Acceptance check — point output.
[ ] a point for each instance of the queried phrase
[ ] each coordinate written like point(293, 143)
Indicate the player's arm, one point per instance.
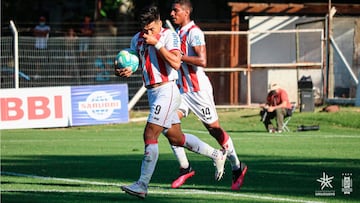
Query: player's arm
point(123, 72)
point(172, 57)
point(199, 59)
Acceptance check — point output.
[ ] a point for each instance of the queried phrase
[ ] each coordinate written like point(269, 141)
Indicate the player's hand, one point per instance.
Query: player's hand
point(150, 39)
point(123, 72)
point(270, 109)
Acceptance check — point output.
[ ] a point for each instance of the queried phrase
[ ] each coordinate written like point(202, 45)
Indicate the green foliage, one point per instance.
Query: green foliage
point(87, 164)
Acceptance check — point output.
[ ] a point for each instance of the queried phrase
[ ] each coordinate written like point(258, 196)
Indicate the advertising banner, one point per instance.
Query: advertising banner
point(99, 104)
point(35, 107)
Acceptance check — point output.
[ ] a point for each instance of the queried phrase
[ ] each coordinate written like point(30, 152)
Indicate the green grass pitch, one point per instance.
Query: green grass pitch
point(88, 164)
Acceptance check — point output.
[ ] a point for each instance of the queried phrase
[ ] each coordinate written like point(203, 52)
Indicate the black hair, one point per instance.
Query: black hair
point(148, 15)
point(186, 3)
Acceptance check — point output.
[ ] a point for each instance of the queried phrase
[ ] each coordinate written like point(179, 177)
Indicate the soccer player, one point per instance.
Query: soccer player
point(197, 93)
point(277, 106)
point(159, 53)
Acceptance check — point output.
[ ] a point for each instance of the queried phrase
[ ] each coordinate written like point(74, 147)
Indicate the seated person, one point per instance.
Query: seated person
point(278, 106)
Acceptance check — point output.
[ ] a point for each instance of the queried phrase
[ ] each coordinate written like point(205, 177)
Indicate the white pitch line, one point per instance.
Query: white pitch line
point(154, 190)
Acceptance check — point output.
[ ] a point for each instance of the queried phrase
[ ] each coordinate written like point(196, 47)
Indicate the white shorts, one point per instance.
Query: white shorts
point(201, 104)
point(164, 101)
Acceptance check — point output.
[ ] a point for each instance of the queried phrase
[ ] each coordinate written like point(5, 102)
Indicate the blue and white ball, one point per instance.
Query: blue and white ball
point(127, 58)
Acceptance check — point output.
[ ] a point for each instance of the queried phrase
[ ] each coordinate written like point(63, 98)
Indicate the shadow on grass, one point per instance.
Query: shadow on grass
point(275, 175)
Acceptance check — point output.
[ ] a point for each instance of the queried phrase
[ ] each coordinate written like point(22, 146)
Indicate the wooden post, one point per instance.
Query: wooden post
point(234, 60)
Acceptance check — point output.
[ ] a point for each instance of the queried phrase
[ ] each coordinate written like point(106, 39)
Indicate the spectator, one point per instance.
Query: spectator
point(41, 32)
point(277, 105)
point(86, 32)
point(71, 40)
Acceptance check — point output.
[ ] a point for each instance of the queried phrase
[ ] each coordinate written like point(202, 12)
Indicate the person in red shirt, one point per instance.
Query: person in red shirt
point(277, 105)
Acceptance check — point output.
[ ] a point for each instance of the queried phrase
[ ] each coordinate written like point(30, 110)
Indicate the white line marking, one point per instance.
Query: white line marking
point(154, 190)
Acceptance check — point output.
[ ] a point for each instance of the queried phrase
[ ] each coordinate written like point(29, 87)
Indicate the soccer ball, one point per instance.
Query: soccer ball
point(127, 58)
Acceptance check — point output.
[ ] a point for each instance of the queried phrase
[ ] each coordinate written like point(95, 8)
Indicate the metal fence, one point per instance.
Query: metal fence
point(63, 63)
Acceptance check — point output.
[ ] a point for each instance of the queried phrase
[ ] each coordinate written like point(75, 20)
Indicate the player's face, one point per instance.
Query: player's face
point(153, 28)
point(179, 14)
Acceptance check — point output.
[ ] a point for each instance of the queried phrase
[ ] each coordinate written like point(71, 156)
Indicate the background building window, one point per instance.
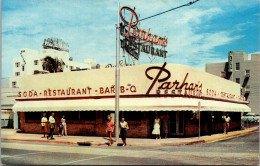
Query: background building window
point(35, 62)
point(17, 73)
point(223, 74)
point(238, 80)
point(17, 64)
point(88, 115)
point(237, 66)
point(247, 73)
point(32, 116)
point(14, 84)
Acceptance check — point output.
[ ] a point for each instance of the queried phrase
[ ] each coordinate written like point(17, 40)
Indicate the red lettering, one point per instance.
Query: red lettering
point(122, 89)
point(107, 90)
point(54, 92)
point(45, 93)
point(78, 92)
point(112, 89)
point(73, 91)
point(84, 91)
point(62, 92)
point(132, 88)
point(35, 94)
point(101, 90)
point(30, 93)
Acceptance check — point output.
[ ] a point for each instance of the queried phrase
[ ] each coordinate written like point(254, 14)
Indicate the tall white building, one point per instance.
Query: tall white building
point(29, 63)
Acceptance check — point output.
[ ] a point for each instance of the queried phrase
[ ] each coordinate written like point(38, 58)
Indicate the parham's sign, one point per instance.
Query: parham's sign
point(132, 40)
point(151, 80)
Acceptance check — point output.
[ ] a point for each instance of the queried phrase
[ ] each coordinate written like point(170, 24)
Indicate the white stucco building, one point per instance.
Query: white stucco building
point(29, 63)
· · ·
▸ **EXERCISE AIM**
Please reproduce each line of the listing above exactly, skipping pictures.

▸ **EXERCISE SOLUTION**
Acceptance check — point output.
[ ] a point for each instance of the queried phrase
[ ] each coordinate written like point(293, 143)
Indicate the player's arm, one point per instance.
Query: player's arm
point(123, 72)
point(172, 57)
point(199, 59)
Acceptance check — point output.
[ ] a point for each instance of the queried phrase
[ ] each coordinate written like point(269, 141)
Indicate the player's hand, one point per instance.
Query: player's hand
point(150, 39)
point(123, 72)
point(270, 109)
Acceptance check — point output.
[ ] a point for each instance of the queried phrase
[ ] each coordinate written like point(202, 45)
Indicate the green foliage, one point per instance.
Query: green foliage
point(87, 164)
Acceptance check — point output.
[ ] a point for each instance of the queried phrase
[ ] each coordinate written like point(258, 196)
Indicate the advertising banner, one point per instance.
Query: advertising banner
point(99, 104)
point(35, 107)
Acceptance check — point output.
[ ] a point for each instance of the queried phrase
[ ] each coordinate written like point(30, 152)
Indicate the green grass pitch, one point per instance.
Query: green grass pitch
point(88, 164)
Acceptance check — point output.
[ ] a point for each instance of the queried phrase
[ ] each coordinate written like point(203, 52)
Indicate the black hair, one point per instance.
Query: black hair
point(148, 15)
point(186, 3)
Acceptance check — point output.
[ ] a point for each instance of the queried phrase
[ ] each coordinate written like point(179, 177)
Indicate the soccer player, one point per instance.
Query: soccer player
point(197, 93)
point(277, 106)
point(159, 53)
Acceptance check — point output.
[ ] a point for each instance of the queried phrase
[ ] each coordinate written like point(74, 147)
Indicate the seated person, one point per instance.
Query: seated person
point(278, 106)
Acceptance check — point output.
[ ] a point for each instance of the queried phrase
[ ] each coordinate written like point(205, 177)
Indicate the white pitch line, one point per instance.
Query: white pitch line
point(154, 190)
Acceptance check — point output.
[ ] a point for each instance of the queried phrase
[ ] each coordinate written like point(196, 47)
Indicate the white shorts, one point per instance.
Query: white shorts
point(201, 104)
point(164, 101)
Acceptance check — point output.
[ ] a point for each instance of the queried phrase
[ ] each coordinate written like point(5, 102)
Indicate the blue and white ball, one point per instance.
Query: blue and white ball
point(127, 58)
Acceptance check — point output.
[ ] a point for each instance of the queried phrase
[ ] each coordinate written like point(63, 98)
Indicate the shadow on grass, one point per instance.
Query: shadow on grass
point(275, 175)
Acceptance check — point output.
[ ] a point for each instance of the queried phrase
[ ] each coordinate written like point(22, 146)
Indicate the wooden post, one point per instance.
Query: wooden post
point(234, 60)
Acceptance check — point output.
[ ] a point for each instance of the queried phrase
[ ] each coordinate written like point(106, 39)
Indicate the spectator, one point per instance.
Query: spectator
point(41, 32)
point(277, 105)
point(86, 32)
point(71, 40)
Acceptance check — point output.
[ ] a point for each instance of the queried phrase
[ ] each coordinate written like point(202, 12)
Indicate the person in red shirt, one point per instance.
Query: person in red shirt
point(277, 105)
Acceptance check — point output.
[ ] a point for each instance of the queried phrase
[ ] each coordinate written like point(30, 110)
Indicate the white line marking, one point per instance.
Query: white line marking
point(154, 190)
Acceptance check — point output.
[ ] a point for each instance of the queried phrase
[ ] each coordinate written like point(29, 87)
Indicate the soccer ball, one point per instance.
Query: soccer ball
point(127, 58)
Acceptance check — point output.
[ ] a point for each instance of the queried phrase
[ ] each coordinate written like point(95, 8)
Indicate the metal fence, one point per instance.
Query: metal fence
point(63, 63)
Acceptance check — point output.
[ ] a point for each instance of the queried phrase
[ ] each coordinate written like point(75, 20)
Indicate the player's face, one point per instance.
Query: player's face
point(153, 28)
point(179, 14)
Acceptance check — point output.
[ ] a point for each instance of the queried phrase
[ ] each coordinate written like point(71, 156)
Indicate the background building window, one point per instance.
Query: background building window
point(35, 62)
point(17, 73)
point(223, 74)
point(238, 80)
point(17, 64)
point(88, 115)
point(237, 66)
point(247, 73)
point(32, 116)
point(14, 84)
Acceptance check — point output.
[ ] a point for each instance of the queried phrase
[ ] each coordinate written like point(17, 40)
Indicate the red lettering, one point per instance.
Query: red lettering
point(122, 89)
point(107, 90)
point(54, 92)
point(45, 93)
point(78, 92)
point(112, 89)
point(73, 91)
point(84, 91)
point(62, 92)
point(132, 88)
point(35, 94)
point(101, 90)
point(30, 93)
Acceptance check — point output.
[ ] a point for each instance of the queried phrase
[ ] each coordinate written like point(254, 14)
Indicate the tall white building, one point per instance.
Query: tall white building
point(29, 63)
Acceptance check — point output.
[ ] a point for each instance of the queried phrase
[ ] each coordinate written like point(38, 58)
Indicate the parham's sign, one point per instance.
Query: parham's sign
point(132, 40)
point(151, 80)
Acceptance check — point output.
[ ] a point for each instance of the queried phrase
[ ] each coordinate written like point(170, 24)
Indicate the white stucco building, one point per instance.
Query: white stucco building
point(29, 63)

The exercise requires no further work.